## EXERCISE AIM
The output is the lines below from the one with "Highlight the dirt" through the one with "Highlight the cultivated", both included, printed exactly and with no other line.

## SOURCE MATERIAL
* * * * *

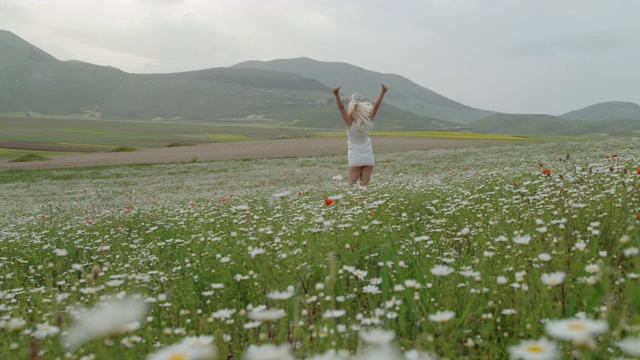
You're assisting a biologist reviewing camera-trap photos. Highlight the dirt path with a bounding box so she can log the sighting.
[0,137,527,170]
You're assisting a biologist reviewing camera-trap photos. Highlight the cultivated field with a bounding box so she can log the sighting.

* * * * *

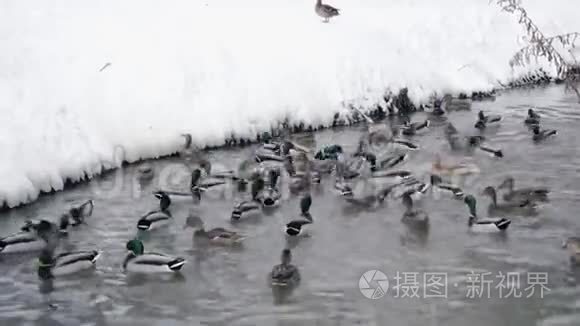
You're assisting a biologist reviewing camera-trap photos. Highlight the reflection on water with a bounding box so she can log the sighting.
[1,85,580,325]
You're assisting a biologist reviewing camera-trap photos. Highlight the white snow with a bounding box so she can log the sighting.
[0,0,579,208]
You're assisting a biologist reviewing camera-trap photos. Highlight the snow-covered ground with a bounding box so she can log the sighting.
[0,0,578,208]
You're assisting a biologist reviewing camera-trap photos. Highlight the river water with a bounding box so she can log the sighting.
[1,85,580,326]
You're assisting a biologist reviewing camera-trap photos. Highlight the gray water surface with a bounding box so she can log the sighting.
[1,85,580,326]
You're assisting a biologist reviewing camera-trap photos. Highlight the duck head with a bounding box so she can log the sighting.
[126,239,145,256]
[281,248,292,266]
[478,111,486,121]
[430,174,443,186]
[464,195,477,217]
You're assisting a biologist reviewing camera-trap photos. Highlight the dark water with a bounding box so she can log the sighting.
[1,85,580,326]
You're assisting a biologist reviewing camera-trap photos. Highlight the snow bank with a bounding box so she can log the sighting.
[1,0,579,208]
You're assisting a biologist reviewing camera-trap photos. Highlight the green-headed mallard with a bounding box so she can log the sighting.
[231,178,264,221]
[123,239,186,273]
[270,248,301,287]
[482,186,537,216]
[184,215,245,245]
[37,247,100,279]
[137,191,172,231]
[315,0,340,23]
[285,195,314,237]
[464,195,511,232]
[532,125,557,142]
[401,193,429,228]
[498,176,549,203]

* * * * *

## TASK RESULT
You're assisting a biologist reviewing camera-trap photos. Highlight the dirt path with a bounding box so she can log the sighting.
[0,137,527,170]
You're assisting a biologist reviewing camera-trap photos. Highlight the cultivated field with a bounding box so she can log the sighting.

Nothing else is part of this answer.